• _Written request_
Please give the listing again in its entirety, exactly as written.

• _Source data_
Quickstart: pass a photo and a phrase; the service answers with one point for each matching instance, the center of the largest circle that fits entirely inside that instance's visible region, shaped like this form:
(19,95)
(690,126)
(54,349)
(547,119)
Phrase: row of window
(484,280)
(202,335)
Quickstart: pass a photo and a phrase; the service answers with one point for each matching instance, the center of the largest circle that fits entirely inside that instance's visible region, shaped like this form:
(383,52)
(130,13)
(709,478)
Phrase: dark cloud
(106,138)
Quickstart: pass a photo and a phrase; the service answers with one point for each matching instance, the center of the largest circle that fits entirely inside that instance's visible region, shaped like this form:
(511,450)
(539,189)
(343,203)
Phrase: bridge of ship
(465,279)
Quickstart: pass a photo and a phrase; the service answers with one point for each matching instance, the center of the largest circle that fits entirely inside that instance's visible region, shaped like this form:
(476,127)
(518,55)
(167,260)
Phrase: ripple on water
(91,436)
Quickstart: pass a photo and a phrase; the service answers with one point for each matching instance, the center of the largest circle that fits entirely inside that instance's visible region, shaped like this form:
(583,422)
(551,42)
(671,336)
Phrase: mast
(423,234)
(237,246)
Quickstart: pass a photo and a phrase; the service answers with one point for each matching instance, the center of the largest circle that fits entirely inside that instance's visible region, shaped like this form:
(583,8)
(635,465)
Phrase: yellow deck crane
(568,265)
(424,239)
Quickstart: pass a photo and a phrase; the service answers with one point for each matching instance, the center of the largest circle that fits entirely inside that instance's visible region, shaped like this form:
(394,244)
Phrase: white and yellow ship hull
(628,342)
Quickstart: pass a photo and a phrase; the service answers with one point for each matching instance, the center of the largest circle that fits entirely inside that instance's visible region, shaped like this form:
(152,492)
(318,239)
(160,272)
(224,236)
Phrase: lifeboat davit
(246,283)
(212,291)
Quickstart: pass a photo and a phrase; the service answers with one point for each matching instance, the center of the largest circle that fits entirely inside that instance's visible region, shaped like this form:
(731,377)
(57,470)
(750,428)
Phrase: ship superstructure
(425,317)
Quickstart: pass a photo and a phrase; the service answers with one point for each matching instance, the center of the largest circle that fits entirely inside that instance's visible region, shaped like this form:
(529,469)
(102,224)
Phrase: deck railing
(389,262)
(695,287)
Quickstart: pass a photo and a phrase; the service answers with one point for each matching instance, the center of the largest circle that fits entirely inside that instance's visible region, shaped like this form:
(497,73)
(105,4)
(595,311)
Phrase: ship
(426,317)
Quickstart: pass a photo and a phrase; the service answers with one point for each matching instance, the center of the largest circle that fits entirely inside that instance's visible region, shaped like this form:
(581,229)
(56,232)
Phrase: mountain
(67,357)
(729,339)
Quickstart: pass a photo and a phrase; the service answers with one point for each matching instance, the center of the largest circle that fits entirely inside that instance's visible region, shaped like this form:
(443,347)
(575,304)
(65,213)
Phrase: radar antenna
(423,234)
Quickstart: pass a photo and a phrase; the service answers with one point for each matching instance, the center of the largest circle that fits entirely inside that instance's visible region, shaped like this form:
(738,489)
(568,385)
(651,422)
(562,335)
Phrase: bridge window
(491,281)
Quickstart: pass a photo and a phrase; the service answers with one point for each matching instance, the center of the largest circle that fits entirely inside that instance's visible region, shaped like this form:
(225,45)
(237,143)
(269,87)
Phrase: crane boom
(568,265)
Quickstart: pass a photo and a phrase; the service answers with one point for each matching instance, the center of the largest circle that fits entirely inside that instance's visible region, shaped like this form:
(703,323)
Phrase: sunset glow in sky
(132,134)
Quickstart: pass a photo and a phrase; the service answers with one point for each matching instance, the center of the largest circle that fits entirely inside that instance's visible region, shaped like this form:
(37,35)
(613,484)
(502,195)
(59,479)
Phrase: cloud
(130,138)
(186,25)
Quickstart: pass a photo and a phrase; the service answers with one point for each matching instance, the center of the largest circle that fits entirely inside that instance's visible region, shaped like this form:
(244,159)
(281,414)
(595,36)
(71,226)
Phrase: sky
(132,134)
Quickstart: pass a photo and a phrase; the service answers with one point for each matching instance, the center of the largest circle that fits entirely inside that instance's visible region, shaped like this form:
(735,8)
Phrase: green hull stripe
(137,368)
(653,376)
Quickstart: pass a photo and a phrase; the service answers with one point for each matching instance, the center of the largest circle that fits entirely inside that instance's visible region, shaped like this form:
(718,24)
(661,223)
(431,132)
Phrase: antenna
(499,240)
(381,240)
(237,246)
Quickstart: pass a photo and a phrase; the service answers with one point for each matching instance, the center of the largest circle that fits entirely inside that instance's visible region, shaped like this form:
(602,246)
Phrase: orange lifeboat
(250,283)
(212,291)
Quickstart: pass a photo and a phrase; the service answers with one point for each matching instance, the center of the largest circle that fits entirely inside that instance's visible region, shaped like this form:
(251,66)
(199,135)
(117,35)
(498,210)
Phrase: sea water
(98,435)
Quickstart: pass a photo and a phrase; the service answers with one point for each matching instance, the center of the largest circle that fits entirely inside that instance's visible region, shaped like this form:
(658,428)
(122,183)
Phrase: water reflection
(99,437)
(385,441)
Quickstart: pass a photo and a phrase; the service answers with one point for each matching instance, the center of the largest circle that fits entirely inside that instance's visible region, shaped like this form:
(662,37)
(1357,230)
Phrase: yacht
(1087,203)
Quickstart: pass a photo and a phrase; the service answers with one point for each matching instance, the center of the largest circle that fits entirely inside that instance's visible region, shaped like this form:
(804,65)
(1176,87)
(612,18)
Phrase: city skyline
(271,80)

• _Result_
Quickstart: pass a photo and a phrase; the service answers with one point for each matching instance, the center of the largest circle that fits entirely inside that instance's visible region, shaped like this form:
(19,95)
(690,126)
(54,349)
(547,119)
Phrase: row of window
(484,280)
(202,335)
Quickstart: pass a photo and a phrase; the service answers with one point for each matching instance, the center of the largest circle that fits entirely inside that instance's visible region, shaped like this form:
(383,52)
(130,13)
(709,478)
Phrase: dark cloud
(106,138)
Quickstart: pass a photo and a phrase; the service answers with one point for each matching instance, the center of the largest circle that fits entirely inside that instance's visible region, shaped like this form:
(511,450)
(539,189)
(343,203)
Phrase: bridge of ship
(465,279)
Quickstart: pass a photo and a phrase; the service answers with one point for each matching instance, the center of the largest circle that fits entirely inside that instance's visible region, shaped like this form:
(476,127)
(518,55)
(167,260)
Phrase: ripple on water
(91,436)
Quickstart: pass a photo and a phrase; the service answers with one point for each matching instance, the center of the largest circle that fits entirely inside that instance's visible region, shaped like this form:
(583,422)
(551,42)
(671,336)
Phrase: mast
(423,234)
(237,246)
Quickstart: pass a photo and a phrase; the service answers with one point for each matching instance, the center of the largest circle that fits entirely inside that instance's visible region, shaped like this form:
(583,8)
(635,465)
Phrase: yellow deck crane
(568,265)
(424,239)
Quickstart: pass a photo and a phrase; the service answers with one point for each matching instance, the center of the largest circle that fits entirely inside that instance's visible region, shaped like this form:
(394,244)
Phrase: white and yellow ship hull
(628,342)
Quickstart: pass a photo and a phrase; the service answers with one point for each matching instance, the center of the largest circle that fits entirely inside that instance's visible region, shaped like this form:
(152,492)
(318,239)
(160,272)
(224,236)
Phrase: lifeboat davit
(246,283)
(212,291)
Quickstart: pass a photo and a phrase; the service answers with one point for each matching instance, the center of the largest circle that fits entirely inside that instance's visible region, shaped like this form:
(731,377)
(57,470)
(750,428)
Phrase: ship superstructure
(425,317)
Quickstart: pass a photo and a phrase; the service answers with one point for each matching instance, the center of the largest circle that fits entirely inside that instance's visible region, shaped like this form:
(529,469)
(102,224)
Phrase: deck railing
(389,262)
(695,287)
Quickstart: pass a photo and a phrase; the service answers with one point for each matching instance, the center of the largest circle that fits entirely inside that instance's visible region, shaped like this form:
(497,73)
(105,4)
(595,311)
Phrase: ship
(426,317)
Quickstart: pass a photo and a phrase; the service answers with one point for each matching instance, the center of the largest circle that fits entirely inside that instance's visible region, shaped like this form:
(581,229)
(56,232)
Phrase: mountain
(67,357)
(729,339)
Quickstart: pass a photo and a phrase; the service answers with one point for each matching instance, the center of the largest circle that fits entirely inside that instance's visible region, shaped like this form:
(443,347)
(575,304)
(65,213)
Phrase: radar antenna
(423,234)
Quickstart: pass a photo and a phrase; the service answers with one point for each matching instance, the center of the largest circle that fits entirely inside that instance's visible region, shaped like this form:
(738,489)
(568,385)
(651,422)
(562,335)
Phrase: bridge window
(491,281)
Quickstart: pass a photo and a phrase; the service answers with one point for each matching instance, the center of the largest circle that fits entirely inside that instance's visible region, shaped like this form:
(225,45)
(237,143)
(269,87)
Phrase: crane boom
(568,265)
Quickstart: pass a photo and a phrase; the service answers with one point for each matching instance, the center of the largest circle that fits entirely inside that instance's visible region, shaped like this form:
(703,323)
Phrase: sunset glow in sky
(132,134)
Quickstart: pass a photo and a phrase; the service answers with one point for each matching instance, the center of the largest circle that fits entirely inside that instance's visible region, shaped like this form:
(37,35)
(613,484)
(502,195)
(59,479)
Phrase: cloud
(130,138)
(186,25)
Quickstart: pass a photo and a phrase; the service answers with one point for each matching instance, the center of the largest circle that fits entirely inside that instance's visible region, shaped like this form:
(244,159)
(281,414)
(595,36)
(71,226)
Phrase: sky
(132,134)
Quickstart: pass a photo and a phrase; the service answers with one point for each matching instance, the center of the largest circle that fits entirely inside that instance's visible region, shaped like this form:
(735,8)
Phrase: green hull stripe
(137,368)
(653,376)
Quickstart: pass a photo and a phrase; the service answers with one point for each matching instance, the center of the largest circle that fits entirely inside that instance's visible region, shaped like this form:
(718,24)
(661,223)
(431,132)
Phrase: antenna
(499,240)
(381,240)
(237,246)
Quickstart: pass a photo and a phrase; the service answers with one point for each matching instance, the center of the largest circle that fits entirely inside that instance's visible region, shaped like this form:
(602,246)
Phrase: orange lifeboat
(250,283)
(212,291)
Quickstart: pass a photo and a phrase; the service answers with one point for each matching instance, the center of the largest circle that fits entirely inside that instance's visible region, shaped like this form:
(251,66)
(199,135)
(117,35)
(498,210)
Phrase: sea water
(98,435)
Quickstart: pass a photo and a phrase; the service answers with one point for each matching instance, the center of the largest circle that fits entirely inside that instance's visible region, shaped like this form:
(658,428)
(122,183)
Phrase: water reflection
(99,437)
(385,441)
Quickstart: pass a photo and a phrase; the service answers with one point for each matching instance, the center of the largest circle that fits entirely inside that instance's visible region, shaped like this form:
(662,37)
(1357,230)
Phrase: yacht
(1087,203)
Quickstart: pass a photo and a phrase; the service answers with one point for each matching instance, the center of the largest circle that fits entirely inside that instance's visible region, shaped like this form:
(804,65)
(1176,87)
(612,18)
Phrase: city skyline
(271,80)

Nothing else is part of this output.